(Items listed in a dataset)

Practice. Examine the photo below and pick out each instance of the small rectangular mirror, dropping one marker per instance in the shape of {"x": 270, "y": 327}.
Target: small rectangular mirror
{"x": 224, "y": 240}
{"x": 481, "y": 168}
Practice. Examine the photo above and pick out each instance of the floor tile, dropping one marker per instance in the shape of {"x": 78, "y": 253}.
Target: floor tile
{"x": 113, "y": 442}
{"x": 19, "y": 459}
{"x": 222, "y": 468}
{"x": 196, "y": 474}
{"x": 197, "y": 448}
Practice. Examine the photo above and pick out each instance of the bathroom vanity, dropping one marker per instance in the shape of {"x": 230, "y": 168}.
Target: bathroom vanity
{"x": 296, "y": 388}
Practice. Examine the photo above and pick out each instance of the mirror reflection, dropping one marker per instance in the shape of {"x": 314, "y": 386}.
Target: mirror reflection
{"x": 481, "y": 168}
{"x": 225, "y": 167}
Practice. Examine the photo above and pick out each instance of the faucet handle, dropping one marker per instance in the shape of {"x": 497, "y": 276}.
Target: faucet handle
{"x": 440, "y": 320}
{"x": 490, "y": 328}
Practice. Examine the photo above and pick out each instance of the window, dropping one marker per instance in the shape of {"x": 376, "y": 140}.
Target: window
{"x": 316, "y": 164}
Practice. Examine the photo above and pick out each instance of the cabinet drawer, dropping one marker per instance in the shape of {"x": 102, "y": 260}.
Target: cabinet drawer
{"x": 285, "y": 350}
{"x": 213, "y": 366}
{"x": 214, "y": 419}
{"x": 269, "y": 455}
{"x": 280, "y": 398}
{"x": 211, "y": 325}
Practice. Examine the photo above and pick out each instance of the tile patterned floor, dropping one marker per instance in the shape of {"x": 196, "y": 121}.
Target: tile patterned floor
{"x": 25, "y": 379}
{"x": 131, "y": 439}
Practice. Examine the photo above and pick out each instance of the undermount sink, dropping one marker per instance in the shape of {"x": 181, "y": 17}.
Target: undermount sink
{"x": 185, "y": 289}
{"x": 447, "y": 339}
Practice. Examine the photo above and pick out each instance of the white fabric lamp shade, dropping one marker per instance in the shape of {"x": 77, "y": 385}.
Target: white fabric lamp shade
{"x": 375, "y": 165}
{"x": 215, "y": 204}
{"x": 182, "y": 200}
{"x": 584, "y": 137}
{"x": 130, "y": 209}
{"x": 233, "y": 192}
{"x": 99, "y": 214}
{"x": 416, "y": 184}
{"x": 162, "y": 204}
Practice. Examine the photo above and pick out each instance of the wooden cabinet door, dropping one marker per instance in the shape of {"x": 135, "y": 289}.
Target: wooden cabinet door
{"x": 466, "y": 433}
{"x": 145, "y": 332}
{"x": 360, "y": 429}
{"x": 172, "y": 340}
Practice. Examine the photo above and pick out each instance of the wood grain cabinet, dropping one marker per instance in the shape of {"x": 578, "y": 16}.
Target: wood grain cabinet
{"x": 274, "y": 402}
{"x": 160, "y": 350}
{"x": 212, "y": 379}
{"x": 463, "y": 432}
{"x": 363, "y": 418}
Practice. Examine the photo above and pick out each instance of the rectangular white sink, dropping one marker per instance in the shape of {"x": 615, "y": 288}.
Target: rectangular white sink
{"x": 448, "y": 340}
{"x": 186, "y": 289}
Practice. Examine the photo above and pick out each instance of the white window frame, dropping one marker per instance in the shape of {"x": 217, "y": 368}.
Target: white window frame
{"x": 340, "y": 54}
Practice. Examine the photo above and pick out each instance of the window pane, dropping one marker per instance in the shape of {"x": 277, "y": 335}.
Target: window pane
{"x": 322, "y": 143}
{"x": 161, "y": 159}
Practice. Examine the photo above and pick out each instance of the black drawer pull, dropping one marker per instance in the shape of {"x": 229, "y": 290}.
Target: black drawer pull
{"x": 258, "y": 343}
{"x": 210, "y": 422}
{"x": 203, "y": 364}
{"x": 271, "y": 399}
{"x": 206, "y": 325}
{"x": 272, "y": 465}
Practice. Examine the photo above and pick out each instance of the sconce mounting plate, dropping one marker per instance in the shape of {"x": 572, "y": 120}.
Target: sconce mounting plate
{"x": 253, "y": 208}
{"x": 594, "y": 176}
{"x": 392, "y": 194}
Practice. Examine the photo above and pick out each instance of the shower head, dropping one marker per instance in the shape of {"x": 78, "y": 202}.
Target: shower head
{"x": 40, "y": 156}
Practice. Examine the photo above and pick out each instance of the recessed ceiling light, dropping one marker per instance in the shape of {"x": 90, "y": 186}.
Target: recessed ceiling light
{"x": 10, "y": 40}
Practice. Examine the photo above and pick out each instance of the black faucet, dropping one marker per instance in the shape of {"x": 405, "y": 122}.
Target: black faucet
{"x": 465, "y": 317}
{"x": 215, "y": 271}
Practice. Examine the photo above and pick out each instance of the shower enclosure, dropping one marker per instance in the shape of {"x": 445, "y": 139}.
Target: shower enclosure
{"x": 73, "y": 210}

*Given request*
Arrange all the records above as a Markdown table with two columns, "No." for the row number and "Line" for the line itself, and leave out blank lines.

*Solution to the problem*
| No. | Line |
|---|---|
| 1 | Practice. Examine the photo below and pick out each instance of the small rectangular mirror, dropping one marker per instance in the shape of {"x": 270, "y": 327}. |
| 2 | Target: small rectangular mirror |
| 3 | {"x": 224, "y": 240} |
| 4 | {"x": 481, "y": 168} |
| 5 | Practice. Examine the photo above and pick out each instance of the floor tile, dropping one marker per instance in the shape of {"x": 78, "y": 253}. |
| 6 | Target: floor tile |
| 7 | {"x": 113, "y": 442} |
| 8 | {"x": 19, "y": 459} |
| 9 | {"x": 222, "y": 468} |
| 10 | {"x": 196, "y": 474} |
| 11 | {"x": 197, "y": 448} |
| 12 | Practice. Examine the photo above and pick out each instance of the bathroom vanity, dropping one marker per instance in the shape of {"x": 230, "y": 168}. |
| 13 | Target: bathroom vanity |
| 14 | {"x": 296, "y": 388} |
| 15 | Practice. Examine the photo above and pick out each instance of the mirror reflection, dropping one marker per instance in the shape of {"x": 314, "y": 386}. |
| 16 | Target: mirror reflection |
| 17 | {"x": 481, "y": 168} |
| 18 | {"x": 225, "y": 167} |
| 19 | Practice. Examine the photo above and pick out each instance of the faucet handle, dropping one marker per instance in the shape of {"x": 497, "y": 276}. |
| 20 | Target: faucet handle |
| 21 | {"x": 440, "y": 320} |
| 22 | {"x": 490, "y": 328} |
| 23 | Practice. Examine the photo above and pick out each instance of the window, dropping one marker per instance in the shape of {"x": 376, "y": 140}. |
| 24 | Target: window |
| 25 | {"x": 316, "y": 164} |
| 26 | Practice. Examine the photo above and pick out each instance of the cabinet drawer, dropping one marker per instance in the shape of {"x": 102, "y": 260}. |
| 27 | Target: cabinet drawer |
| 28 | {"x": 285, "y": 350} |
| 29 | {"x": 213, "y": 366} |
| 30 | {"x": 214, "y": 419} |
| 31 | {"x": 269, "y": 455} |
| 32 | {"x": 280, "y": 398} |
| 33 | {"x": 211, "y": 325} |
| 34 | Practice. Examine the photo above and pick out each instance of the tile patterned floor, dropping one marker per instance in the shape of {"x": 196, "y": 121}. |
| 35 | Target: tile patterned floor |
| 36 | {"x": 25, "y": 379} |
| 37 | {"x": 131, "y": 439} |
| 38 | Practice. Examine the photo above and pick out each instance of the undermount sink, dropping one marker per instance in the shape of {"x": 181, "y": 17}. |
| 39 | Target: undermount sink |
| 40 | {"x": 185, "y": 289} |
| 41 | {"x": 447, "y": 339} |
| 42 | Practice. Examine the photo above and pick out each instance of the white fabric lamp shade, dropping one marker per instance in the shape of {"x": 77, "y": 385}. |
| 43 | Target: white fabric lamp shade |
| 44 | {"x": 375, "y": 165} |
| 45 | {"x": 215, "y": 204} |
| 46 | {"x": 182, "y": 200} |
| 47 | {"x": 584, "y": 137} |
| 48 | {"x": 130, "y": 209} |
| 49 | {"x": 233, "y": 192} |
| 50 | {"x": 99, "y": 214} |
| 51 | {"x": 416, "y": 184} |
| 52 | {"x": 162, "y": 204} |
| 53 | Practice. Examine the photo above and pick out each instance of the wooden cabinet door, dropping one marker per instance in the shape of {"x": 135, "y": 289}. |
| 54 | Target: wooden cabinet door |
| 55 | {"x": 466, "y": 433} |
| 56 | {"x": 145, "y": 332} |
| 57 | {"x": 360, "y": 429} |
| 58 | {"x": 172, "y": 340} |
| 59 | Practice. Examine the photo above and pick out each instance of the wood grain cabinet, dropping one marker per instance in the shape of {"x": 578, "y": 16}. |
| 60 | Target: wood grain cabinet |
| 61 | {"x": 274, "y": 402} |
| 62 | {"x": 160, "y": 350} |
| 63 | {"x": 212, "y": 379} |
| 64 | {"x": 463, "y": 432} |
| 65 | {"x": 363, "y": 418} |
| 66 | Practice. Examine the photo above and pick out each instance of the rectangular white sink, dropping one marker per instance in the shape of {"x": 615, "y": 288}. |
| 67 | Target: rectangular white sink |
| 68 | {"x": 448, "y": 340} |
| 69 | {"x": 186, "y": 289} |
| 70 | Practice. Examine the photo above and pick out each instance of the white window frame, dropping one marker per instance in the shape of {"x": 217, "y": 368}. |
| 71 | Target: white window frame |
| 72 | {"x": 340, "y": 54} |
| 73 | Practice. Examine the photo above and pick out each instance of the window pane, dropping one marker per instance in the shape of {"x": 277, "y": 335}. |
| 74 | Target: window pane |
| 75 | {"x": 322, "y": 143} |
| 76 | {"x": 161, "y": 159} |
| 77 | Practice. Examine the photo above and pick out each instance of the black drawer pull, dropping one marker per instance in the shape of {"x": 229, "y": 290}. |
| 78 | Target: black drawer pull |
| 79 | {"x": 258, "y": 343} |
| 80 | {"x": 210, "y": 422} |
| 81 | {"x": 203, "y": 364} |
| 82 | {"x": 271, "y": 399} |
| 83 | {"x": 206, "y": 325} |
| 84 | {"x": 272, "y": 465} |
| 85 | Practice. Examine the photo above and pick out each instance of the sconce mounting plate, dropping one marker per instance in the shape of {"x": 572, "y": 120}. |
| 86 | Target: sconce mounting plate |
| 87 | {"x": 253, "y": 208} |
| 88 | {"x": 594, "y": 176} |
| 89 | {"x": 392, "y": 194} |
| 90 | Practice. Examine the photo above and pick out each instance of the shower head, dropping one marker per instance in the shape of {"x": 78, "y": 202}. |
| 91 | Target: shower head |
| 92 | {"x": 40, "y": 156} |
| 93 | Practice. Examine the photo above and pick out each instance of the recessed ceiling light, dropping one marker per instance in the shape of {"x": 90, "y": 186}. |
| 94 | Target: recessed ceiling light |
| 95 | {"x": 10, "y": 40} |
| 96 | Practice. Examine the photo above and pick out each instance of the black faucet, dropping one marker per instance in the shape of {"x": 405, "y": 122}. |
| 97 | Target: black faucet |
| 98 | {"x": 465, "y": 317} |
| 99 | {"x": 215, "y": 271} |
| 100 | Practice. Examine the photo above and pick out each instance of the shower enclosure, dropping one marker per instance in the shape of {"x": 445, "y": 139}. |
| 101 | Target: shower enclosure |
| 102 | {"x": 73, "y": 210} |